::: Geselecteerde tekst

Patiënten met niet-kleincellige longkanker en een ALK-mutatie hebben een betere ziektevrije overleving wanneer ze in plaats van chemotherapie worden behandeld met ceritinib, nadat ze resistent zijn geworden voor het eerstelijnsmiddel crizotinib. Dat is de belangrijkste uitkomst van de fase 3-studie ASCEND-5, die prof. dr. Giorgio Scagliotti uit Turijn presenteerde op het ESMO-congres in Kopenhagen.
Patiënten met gemetastaseerde ALK-positieve niet-kleincellige longkanker (NSCLC) worden doorgaans in eerste instantie behandeld met de ALK-remmer crizotinib. De meeste patiënten worden hier echter resistent tegen. Zij krijgen dan chemotherapie als tweedelijnsbehandeling. De ASCEND-5 is de eerste fase 3-studie die erop was gericht om vast te stellen of de tweedegeneratie-ALK-remmer ceritinib voor deze patiënten betere vooruitzichten biedt.1
De studie was opgezet als een openlabeltrial en werd uitgevoerd in dertien centra verdeeld over acht landen. De 231 deelnemende patiënten met NSCLC waren allen eerder behandeld met crizotinib. Zij werden at random ingedeeld in twee vrijwel even grote groepen: één werd behandeld met ceritinib, de andere kreeg chemotherapie met pemetrexed of docetaxel. Patiënten bij wie de chemotherapie vanwege voortschrijdende ziekte werd gestaakt, kregen wel de mogelijkheid om naar de ceritinibarm over te steken. De primaire uitkomstmaat van de studie was progressievrije overleving. De beoordeling hiervan was in handen van een onafhankelijke beoordelingscommissie.
Cross-over
Na een mediane follow-up van 16,5 maanden leidde de behandeling met ceritinib tot een significant betere progressievrije overleving dan de chemotherapie (5,4 tegen 1,6 maanden; HR 0,49; p<0,001). Ook vertoonden de patiënten een betere respons op ceritinib. Deze werd gezien bij 39,1% van de behandelde patiënten tegen een magere 6,9% van de patiënten in de chemotherapiegroep.

::::::
::: Datasetitems

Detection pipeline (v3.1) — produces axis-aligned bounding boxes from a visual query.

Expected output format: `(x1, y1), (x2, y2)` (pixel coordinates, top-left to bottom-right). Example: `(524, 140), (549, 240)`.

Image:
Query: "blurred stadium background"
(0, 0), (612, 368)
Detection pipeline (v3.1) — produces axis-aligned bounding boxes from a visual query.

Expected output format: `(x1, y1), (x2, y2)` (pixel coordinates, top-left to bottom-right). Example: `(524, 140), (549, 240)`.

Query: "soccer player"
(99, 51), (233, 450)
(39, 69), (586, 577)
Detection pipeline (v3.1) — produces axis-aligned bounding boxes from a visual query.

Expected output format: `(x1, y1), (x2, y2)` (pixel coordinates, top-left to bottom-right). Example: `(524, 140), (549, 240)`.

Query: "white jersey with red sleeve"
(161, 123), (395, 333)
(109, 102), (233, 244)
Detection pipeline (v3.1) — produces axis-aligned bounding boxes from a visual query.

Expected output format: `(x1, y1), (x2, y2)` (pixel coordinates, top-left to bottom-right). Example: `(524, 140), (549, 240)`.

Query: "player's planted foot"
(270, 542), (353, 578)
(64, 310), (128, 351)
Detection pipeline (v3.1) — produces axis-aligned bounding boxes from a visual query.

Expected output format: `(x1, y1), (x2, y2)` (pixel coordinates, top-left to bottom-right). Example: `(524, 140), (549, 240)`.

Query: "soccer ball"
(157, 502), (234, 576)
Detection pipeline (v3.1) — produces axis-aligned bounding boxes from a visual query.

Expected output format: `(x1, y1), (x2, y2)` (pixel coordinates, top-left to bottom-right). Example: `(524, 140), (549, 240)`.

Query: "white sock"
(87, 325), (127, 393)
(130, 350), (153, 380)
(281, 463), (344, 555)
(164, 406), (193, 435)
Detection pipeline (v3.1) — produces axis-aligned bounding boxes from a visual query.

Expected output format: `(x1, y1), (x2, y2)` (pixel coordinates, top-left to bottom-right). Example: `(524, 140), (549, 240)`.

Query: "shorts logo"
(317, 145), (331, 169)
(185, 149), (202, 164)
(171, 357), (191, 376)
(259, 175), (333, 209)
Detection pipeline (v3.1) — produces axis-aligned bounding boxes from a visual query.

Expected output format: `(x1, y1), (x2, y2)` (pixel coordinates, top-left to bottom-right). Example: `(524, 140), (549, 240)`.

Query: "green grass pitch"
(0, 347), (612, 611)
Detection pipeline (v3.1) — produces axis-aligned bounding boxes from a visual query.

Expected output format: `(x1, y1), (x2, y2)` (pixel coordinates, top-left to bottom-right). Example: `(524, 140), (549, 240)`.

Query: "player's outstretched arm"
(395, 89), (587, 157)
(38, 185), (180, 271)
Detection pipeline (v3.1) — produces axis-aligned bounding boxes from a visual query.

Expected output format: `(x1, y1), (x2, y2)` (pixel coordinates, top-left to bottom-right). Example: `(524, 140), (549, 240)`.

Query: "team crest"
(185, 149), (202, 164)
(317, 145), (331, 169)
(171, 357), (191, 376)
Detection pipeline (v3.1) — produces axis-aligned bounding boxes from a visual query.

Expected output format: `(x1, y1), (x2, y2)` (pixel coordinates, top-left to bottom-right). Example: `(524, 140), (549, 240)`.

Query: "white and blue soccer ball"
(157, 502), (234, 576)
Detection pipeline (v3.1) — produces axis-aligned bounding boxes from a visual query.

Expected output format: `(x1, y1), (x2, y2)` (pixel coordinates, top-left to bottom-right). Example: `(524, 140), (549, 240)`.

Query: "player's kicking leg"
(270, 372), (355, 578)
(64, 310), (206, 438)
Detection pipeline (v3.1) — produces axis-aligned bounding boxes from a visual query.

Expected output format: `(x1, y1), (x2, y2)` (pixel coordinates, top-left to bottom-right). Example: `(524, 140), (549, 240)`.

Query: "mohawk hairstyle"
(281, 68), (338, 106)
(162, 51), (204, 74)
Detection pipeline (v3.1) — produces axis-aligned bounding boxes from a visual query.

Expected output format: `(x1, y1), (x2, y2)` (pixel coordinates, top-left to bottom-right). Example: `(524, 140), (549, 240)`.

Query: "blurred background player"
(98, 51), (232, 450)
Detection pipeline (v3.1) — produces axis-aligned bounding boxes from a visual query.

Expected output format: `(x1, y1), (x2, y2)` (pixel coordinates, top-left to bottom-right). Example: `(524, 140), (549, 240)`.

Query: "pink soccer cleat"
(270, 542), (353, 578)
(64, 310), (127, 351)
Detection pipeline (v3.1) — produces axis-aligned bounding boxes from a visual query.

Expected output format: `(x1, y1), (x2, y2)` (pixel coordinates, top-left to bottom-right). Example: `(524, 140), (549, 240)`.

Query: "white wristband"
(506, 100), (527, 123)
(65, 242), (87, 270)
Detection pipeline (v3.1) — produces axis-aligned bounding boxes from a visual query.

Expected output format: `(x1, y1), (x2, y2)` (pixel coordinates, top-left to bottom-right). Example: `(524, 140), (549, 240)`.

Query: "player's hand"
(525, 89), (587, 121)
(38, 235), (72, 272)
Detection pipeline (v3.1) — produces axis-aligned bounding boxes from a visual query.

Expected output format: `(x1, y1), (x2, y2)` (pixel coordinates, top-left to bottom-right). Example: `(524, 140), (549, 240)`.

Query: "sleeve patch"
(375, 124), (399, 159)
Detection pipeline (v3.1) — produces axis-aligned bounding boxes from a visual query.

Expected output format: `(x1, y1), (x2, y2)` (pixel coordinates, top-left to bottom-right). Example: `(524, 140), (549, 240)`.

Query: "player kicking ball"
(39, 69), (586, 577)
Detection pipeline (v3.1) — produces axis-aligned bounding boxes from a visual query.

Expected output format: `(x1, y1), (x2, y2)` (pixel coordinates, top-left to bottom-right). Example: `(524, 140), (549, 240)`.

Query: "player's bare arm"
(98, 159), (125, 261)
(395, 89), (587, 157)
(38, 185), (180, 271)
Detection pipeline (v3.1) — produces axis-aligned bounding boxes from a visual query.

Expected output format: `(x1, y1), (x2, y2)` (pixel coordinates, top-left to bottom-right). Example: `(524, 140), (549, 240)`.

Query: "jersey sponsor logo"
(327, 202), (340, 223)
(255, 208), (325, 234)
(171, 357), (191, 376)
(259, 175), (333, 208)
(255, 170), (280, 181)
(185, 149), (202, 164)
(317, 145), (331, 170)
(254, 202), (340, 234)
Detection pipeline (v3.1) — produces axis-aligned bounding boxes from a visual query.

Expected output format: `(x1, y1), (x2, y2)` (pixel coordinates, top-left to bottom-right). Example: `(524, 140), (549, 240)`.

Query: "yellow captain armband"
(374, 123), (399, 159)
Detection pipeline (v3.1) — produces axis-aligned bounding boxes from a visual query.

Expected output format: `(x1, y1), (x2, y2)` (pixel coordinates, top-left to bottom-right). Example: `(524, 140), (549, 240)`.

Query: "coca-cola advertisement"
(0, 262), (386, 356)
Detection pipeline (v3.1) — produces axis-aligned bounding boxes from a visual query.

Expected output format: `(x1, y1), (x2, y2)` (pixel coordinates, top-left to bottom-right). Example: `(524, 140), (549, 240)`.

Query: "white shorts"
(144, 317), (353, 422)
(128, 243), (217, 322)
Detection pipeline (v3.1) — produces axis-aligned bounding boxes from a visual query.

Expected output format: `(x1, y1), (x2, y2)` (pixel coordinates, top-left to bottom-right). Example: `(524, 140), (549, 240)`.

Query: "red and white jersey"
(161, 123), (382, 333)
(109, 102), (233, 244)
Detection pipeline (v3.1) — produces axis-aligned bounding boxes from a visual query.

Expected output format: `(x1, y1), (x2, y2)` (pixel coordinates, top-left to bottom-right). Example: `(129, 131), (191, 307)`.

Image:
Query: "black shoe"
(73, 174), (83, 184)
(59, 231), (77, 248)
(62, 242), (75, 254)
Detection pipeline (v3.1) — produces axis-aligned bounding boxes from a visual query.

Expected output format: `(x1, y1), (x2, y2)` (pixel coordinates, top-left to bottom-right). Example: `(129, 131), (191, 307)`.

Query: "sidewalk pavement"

::::::

Uit te voeren opdrachten:
a) Beantwoord deze vragen aan de hand van de tekst over de ASCEND-5-studie:
(i) Met welk middel worden patiënten met gemetastaseerde ALK-positieve NSCLC doorgaans in eerste instantie behandeld?
(ii) Hoeveel patiënten namen deel aan de studie?
(iii) Hoe lang was de mediane follow-up?
b) Schrijf een vervolg op de tekst over de ASCEND-5-studie, aansluitend op de laatste zin.

Jouw antwoorden:
a)
(i) Met de ALK-remmer crizotinib.
(ii) 231 patiënten.
(iii) 16,5 maanden.

b)
Een toename van de totale overleving werd echter niet gezien. Volgens Scagliotti is dit toe te schrijven aan het grote aantal (75) patiënten dat overschakelde op ceritinib nadat de chemotherapie de ziekte niet tot staan had weten te brengen. Hierdoor werd de ceritinibgroep ‘verdund’ met patiënten uit de andere onderzoeksarm, die er gemiddeld slechter aan toe waren dan de patiënten die van meet af aan ceritinib kregen.
Qua toxiciteit leverde de studie geen verrassingen op: het patroon kwam goeddeels overeen met dat wat al uit de fase 1- en 2-studies bekend was. De meest voorkomende graad 3/4-bijwerkingen waren misselijkheid (7,8%), braken (7,8%) en diarree (4,3%). In de chemotherapiegroep kwamen neutropenie (15,5%), vermoeidheid (4,4%) en misselijkheid (1,8%) het meest voor. Ook als werd gekeken naar de door patiënten gerapporteerde effecten, inclusief die op voor longkanker specifieke klachten, scoorde ceritinib beter.
Scagliotti concludeerde dat het onderzoek duidelijk heeft gemaakt dat patiënten met een gemetastaseerd ALK-positief NSCLC het beste behandeld kunnen worden met crizotinib als eerstelijnsbehandeling, gevolgd door ceritinib als blijkt dat de patiënt resistent is geworden voor crizotinib. Een andere onderzoeker, dr. Alice Shaw van de Harvard Medical School in Boston, Verenigde Staten, denkt echter dat het optimale beleid voor deze patiënten pas definitief kan worden vastgesteld als ook de resultaten van de thans lopende trials van de nieuwe ALK-remmers, naast ceritinib ook alectinib, als eerstelijnsmiddelen bekend zijn.
Referentie
1. Scagliotti G, et al. ESMO 2016; abstract LBA42.